- GOAL -
Can you format the material from the line containing "Q: Which region of the image contains the upper" through the line containing "[1019,595,1270,754]", both included, as a JSON list of strings with one string per line and blank lines omitted?

- EXTRACTED DATA -
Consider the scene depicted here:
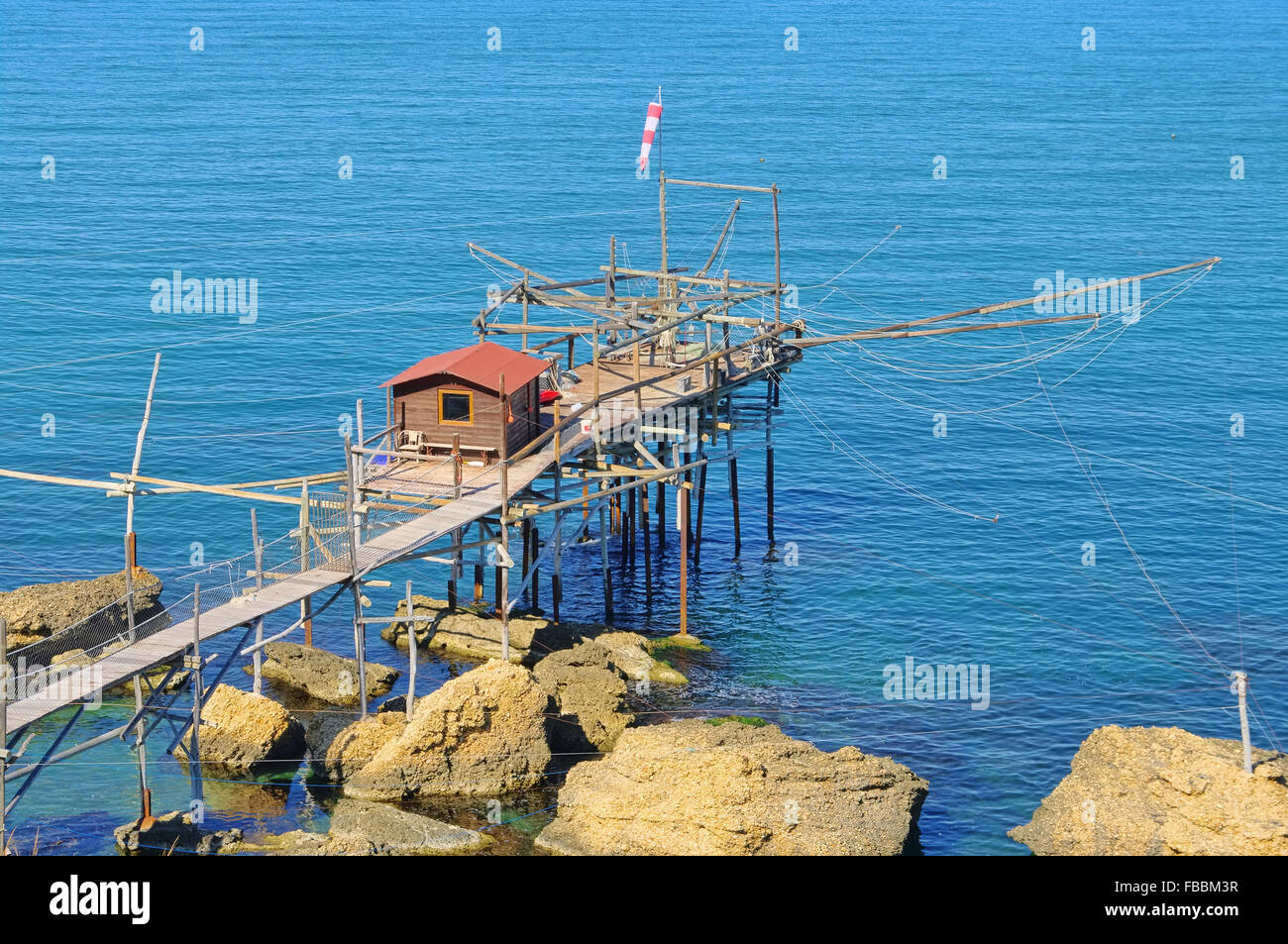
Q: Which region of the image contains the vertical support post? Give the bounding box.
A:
---
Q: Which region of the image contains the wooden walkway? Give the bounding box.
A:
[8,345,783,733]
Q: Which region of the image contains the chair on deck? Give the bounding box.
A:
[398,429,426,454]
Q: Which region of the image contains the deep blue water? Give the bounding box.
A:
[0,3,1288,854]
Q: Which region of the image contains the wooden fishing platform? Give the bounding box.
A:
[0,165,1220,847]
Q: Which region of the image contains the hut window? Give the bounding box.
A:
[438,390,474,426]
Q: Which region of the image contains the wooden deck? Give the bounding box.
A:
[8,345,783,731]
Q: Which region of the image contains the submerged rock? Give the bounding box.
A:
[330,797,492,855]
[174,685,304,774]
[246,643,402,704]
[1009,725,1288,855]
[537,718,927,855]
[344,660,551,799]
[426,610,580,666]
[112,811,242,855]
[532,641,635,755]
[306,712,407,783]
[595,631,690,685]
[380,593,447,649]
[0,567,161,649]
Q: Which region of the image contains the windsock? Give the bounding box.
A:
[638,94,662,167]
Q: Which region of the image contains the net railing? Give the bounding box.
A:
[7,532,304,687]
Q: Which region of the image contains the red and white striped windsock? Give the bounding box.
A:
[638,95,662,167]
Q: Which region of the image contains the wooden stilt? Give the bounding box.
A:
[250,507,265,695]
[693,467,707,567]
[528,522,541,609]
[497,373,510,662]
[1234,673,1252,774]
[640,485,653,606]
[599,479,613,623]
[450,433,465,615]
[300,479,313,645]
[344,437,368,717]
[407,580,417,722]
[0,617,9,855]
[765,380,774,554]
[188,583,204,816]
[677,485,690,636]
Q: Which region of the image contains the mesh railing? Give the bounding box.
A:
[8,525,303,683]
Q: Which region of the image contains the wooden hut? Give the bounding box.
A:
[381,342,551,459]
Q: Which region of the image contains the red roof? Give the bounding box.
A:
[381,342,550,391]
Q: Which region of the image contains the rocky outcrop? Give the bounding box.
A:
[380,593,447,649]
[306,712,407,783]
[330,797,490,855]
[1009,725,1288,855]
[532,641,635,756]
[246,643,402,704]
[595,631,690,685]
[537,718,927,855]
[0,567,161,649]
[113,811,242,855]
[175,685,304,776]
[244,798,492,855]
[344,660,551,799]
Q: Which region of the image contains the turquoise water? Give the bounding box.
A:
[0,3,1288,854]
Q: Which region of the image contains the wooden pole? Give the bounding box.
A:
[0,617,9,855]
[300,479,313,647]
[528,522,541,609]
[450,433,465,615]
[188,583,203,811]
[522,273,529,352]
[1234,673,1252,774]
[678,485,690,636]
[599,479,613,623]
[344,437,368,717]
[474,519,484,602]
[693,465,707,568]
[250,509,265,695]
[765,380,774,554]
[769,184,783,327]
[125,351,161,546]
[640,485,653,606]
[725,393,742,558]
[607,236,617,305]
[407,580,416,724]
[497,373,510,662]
--
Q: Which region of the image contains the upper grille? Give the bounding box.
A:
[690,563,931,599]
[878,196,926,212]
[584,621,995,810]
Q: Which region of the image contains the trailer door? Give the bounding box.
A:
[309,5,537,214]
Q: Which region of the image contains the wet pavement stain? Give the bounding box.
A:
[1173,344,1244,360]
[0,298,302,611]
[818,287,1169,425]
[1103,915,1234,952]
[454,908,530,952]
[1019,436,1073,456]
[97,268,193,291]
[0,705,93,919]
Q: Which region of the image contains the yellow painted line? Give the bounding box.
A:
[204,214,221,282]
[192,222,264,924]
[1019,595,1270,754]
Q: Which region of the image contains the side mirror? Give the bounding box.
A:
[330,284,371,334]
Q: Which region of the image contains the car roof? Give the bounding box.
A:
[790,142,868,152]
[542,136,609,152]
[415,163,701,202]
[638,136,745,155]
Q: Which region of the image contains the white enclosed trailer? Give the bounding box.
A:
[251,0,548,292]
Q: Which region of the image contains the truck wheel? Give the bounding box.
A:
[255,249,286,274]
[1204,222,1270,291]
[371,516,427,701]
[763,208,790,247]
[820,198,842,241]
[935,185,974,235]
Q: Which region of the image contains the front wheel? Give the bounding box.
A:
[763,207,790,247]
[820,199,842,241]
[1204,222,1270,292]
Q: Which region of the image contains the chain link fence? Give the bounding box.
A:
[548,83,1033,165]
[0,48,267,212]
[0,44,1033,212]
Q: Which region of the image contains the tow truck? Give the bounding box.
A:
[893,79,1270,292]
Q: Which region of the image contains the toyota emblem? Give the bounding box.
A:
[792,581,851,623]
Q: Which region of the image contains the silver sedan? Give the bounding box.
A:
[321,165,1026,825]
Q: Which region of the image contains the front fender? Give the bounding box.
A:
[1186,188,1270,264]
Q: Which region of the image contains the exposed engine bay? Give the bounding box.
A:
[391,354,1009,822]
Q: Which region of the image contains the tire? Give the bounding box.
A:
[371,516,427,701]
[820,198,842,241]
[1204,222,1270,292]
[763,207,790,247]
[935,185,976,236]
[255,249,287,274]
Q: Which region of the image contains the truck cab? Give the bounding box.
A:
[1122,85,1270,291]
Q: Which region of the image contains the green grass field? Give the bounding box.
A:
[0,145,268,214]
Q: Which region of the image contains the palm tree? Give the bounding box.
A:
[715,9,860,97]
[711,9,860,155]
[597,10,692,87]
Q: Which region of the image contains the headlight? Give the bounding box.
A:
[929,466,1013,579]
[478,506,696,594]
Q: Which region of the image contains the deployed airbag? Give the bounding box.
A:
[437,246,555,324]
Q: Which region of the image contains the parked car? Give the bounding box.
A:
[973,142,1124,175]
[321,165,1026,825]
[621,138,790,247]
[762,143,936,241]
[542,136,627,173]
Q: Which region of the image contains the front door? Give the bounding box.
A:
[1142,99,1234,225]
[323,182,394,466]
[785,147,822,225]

- ANSWER TO THIS PROBLEM -
[
  "Q: Which region of the image contains the upper grille? Give the bounding box.",
  "A:",
  "[690,563,931,599]",
  "[878,196,926,212]",
  "[584,621,995,810]",
  "Q: Which region of the image contains the trailer door? Give the bounding box.",
  "A:",
  "[309,5,537,214]",
  "Q: Which region of the image contains the wet pavement stain? Give the bounding box.",
  "A:",
  "[1173,344,1244,360]",
  "[0,298,302,611]",
  "[818,287,1169,425]",
  "[1103,915,1234,952]",
  "[454,908,530,952]",
  "[1019,436,1073,456]",
  "[97,268,193,291]",
  "[0,705,93,919]",
  "Q: Which region of the image contains the yellow painted line? Give the bounding box.",
  "A:",
  "[204,214,221,282]",
  "[192,222,264,924]",
  "[1019,595,1270,754]"
]